** Opening Data for analysis block **

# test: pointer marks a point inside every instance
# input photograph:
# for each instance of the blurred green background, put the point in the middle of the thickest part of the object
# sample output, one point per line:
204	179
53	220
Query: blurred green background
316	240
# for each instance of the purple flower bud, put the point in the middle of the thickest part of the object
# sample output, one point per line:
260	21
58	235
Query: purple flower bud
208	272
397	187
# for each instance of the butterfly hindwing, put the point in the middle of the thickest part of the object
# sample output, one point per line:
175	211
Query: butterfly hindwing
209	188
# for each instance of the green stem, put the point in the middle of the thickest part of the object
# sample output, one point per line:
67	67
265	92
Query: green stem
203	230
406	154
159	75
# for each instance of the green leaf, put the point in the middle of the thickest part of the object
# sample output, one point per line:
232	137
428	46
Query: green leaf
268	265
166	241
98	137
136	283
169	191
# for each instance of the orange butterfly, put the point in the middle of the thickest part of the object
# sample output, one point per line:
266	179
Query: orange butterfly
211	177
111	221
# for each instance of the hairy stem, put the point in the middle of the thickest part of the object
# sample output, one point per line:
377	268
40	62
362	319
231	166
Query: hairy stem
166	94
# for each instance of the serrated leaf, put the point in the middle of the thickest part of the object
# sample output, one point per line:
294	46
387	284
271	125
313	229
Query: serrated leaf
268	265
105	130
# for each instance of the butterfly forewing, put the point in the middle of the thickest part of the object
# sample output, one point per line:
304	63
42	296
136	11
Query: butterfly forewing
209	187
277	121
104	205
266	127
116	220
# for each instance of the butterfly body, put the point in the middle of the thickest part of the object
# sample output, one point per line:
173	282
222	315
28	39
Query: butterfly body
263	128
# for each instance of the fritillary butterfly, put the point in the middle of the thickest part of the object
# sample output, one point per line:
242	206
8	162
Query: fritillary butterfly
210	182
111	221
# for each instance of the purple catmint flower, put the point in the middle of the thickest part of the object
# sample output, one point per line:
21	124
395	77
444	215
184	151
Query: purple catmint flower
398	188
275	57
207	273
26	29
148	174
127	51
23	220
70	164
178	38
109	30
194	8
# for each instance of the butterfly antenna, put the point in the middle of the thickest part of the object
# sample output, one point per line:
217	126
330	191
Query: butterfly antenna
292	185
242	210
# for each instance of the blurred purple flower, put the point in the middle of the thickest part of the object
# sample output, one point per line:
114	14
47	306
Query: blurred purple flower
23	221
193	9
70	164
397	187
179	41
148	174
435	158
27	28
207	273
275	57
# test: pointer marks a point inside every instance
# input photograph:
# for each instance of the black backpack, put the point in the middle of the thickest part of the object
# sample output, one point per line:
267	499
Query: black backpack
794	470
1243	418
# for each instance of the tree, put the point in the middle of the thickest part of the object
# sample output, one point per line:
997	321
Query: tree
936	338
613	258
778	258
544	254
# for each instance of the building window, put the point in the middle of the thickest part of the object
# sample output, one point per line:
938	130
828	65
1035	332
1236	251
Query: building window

** Closing Data for analysis block **

*What you have to do*:
One figure is all that is needed: the number of lines above in which the word "window" appears.

*Answer space*:
2